Set problem A:
Using the hunting gear thread, answer these:
(i) How long has the first poster had the gun?
(ii) What does GooseBuster3 say to do when the X2 isn't cycling right?
(iii) What does the Guest say is wrong with the blinds?
Set problem B: From the hunting gear thread, write out the passage between "When a gun won't" and "(Oct 1, 2002)", inclusive.
Set problem C: Turn the paragraph of the hunting gear thread that begins "I bet you don't clean your X2 GB3" into a short list that keeps its main points.

Yeah, too bad I don't have friends on here. Actually, they'll probably never see this. Anyways, I've had my gun for almost 4 years now, many seasons of duck, geese, snows, crows, and pigeons. Hardest part about dropping a gun into both muck and slimy *** weeds on the same day is cleaning, that really sucked. Keeps on shucking shells though, until recently. Too bad my 2 Johnny Steward e-callers didn't hold out as well!!! :eyeroll:


----------



## Decoyer (Mar 2, 2002)

In the great words of T-REX:

_Cleaning, why the **** would you do that????_


----------



## GooseBuster3 (Mar 1, 2002)

Exactly, why clean your hunting gear?? I dont cause I will crawl and do what ever it takes to kill birds. I would be a great field tester for hunting gear. Hey when the X2 isnt cycling right and you are in the cross fire just spit alittle bit of chew spit in her, it will be working like new in no time. I bet nobody has done that. :wink:


----------



## Guest (May 5, 2004)

When a gun won't even fire cause it's completely frozen, what the hell ya gonna do? It's happened so much to me that last time I finally got ****** off and kicked the thing open. It shot about 10 rounds and re froze! 
I bet you don't clean your X2 GB3. It won't last you another full season w/o a cleaning. You crawl through the slop of NoDak and SODak for snows, you must baby that thing  . Been there, done that. I've got an X2, they're not all their cracked up to be. This should be in the shotgun forum.

As for my blinds, they kick *** but the headrest, IN MY OPINION , are too low, need to be raised up a little so I can see out sideways, L and R.


----------



## MnDiver (Oct 1, 2002)

I got one for sale if you are Looking... PM me

PowerHunter that is..


----------



## mallard (Mar 27, 2002)

Tyler,didnt you bust up your nova when a shell jammed and the honks were comming in?


----------



## GooseBuster3 (Mar 1, 2002)

Yeah, thats why Benellis suck, they are complete. Junk, plus it shows you how I treat ny hunting gear.


----------

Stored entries
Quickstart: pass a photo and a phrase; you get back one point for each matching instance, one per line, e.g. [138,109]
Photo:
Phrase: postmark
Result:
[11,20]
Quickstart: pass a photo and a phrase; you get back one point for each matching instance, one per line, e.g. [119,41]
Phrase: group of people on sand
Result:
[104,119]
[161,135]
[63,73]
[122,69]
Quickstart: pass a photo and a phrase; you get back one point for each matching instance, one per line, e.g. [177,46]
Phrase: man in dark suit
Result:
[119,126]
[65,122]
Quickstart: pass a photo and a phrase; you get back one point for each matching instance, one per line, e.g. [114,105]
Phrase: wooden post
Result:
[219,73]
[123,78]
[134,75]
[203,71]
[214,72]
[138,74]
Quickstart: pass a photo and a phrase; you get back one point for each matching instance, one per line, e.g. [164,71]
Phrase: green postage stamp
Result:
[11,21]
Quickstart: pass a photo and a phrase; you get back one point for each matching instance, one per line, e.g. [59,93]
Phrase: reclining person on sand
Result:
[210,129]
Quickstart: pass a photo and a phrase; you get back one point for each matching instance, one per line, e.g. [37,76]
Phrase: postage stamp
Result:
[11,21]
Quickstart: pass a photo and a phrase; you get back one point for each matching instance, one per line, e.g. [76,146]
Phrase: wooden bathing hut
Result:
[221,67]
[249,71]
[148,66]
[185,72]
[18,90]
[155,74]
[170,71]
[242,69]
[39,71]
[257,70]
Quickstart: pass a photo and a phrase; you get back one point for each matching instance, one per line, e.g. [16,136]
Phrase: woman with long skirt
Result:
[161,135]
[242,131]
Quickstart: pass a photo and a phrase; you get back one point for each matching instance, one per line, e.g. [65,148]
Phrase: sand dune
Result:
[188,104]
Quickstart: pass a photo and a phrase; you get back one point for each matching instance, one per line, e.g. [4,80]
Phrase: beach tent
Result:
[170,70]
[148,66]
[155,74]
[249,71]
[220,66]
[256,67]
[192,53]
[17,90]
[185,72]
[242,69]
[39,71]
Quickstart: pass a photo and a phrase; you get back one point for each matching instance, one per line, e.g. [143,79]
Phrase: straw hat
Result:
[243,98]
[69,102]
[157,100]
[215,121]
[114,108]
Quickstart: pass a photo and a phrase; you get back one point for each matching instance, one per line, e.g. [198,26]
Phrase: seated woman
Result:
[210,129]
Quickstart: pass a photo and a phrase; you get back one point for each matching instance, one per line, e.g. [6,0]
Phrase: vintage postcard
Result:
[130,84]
...
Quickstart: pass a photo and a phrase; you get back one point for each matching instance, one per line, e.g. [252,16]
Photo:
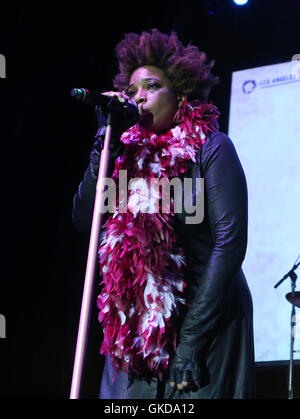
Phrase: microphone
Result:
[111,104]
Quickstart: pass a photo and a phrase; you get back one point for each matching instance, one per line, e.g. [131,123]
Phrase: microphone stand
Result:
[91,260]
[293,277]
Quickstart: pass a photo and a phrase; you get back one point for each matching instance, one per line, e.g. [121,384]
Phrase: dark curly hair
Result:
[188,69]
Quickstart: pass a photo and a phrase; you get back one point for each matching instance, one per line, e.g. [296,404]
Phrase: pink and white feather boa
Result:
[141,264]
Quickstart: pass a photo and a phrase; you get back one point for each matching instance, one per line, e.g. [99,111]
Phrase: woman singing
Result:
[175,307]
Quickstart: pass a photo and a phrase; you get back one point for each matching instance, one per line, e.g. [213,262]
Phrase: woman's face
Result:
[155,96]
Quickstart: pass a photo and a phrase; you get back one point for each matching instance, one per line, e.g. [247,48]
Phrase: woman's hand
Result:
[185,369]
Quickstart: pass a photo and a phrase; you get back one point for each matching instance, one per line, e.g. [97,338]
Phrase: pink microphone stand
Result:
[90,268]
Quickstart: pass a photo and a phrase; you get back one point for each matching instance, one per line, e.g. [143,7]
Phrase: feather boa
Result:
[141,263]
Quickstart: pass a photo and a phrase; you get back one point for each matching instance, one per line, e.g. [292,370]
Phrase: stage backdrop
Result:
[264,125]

Exercise response A:
(i) Almost 4 years.
(ii) Spit a little chew spit in it.
(iii) The headrests are too low and need to be raised a little so the Guest can see out sideways, left and right.

Exercise response B:
When a gun won't even fire cause it's completely frozen, what the hell ya gonna do? It's happened so much to me that last time I finally got ****** off and kicked the thing open. It shot about 10 rounds and re froze! 
I bet you don't clean your X2 GB3. It won't last you another full season w/o a cleaning. You crawl through the slop of NoDak and SODak for snows, you must baby that thing  . Been there, done that. I've got an X2, they're not all their cracked up to be. This should be in the shotgun forum.

As for my blinds, they kick *** but the headrest, IN MY OPINION , are too low, need to be raised up a little so I can see out sideways, L and R.


----------



## MnDiver (Oct 1, 2002)

Exercise response C:
- The poster bets GB3 doesn't clean his X2.
- The poster says it won't last another full season without a cleaning.
- Crawling through the slop of NoDak and SODak for snows means GB3 must baby it.
- The poster has an X2 and says they aren't as good as people claim.
- The poster says this discussion belongs in the shotgun forum.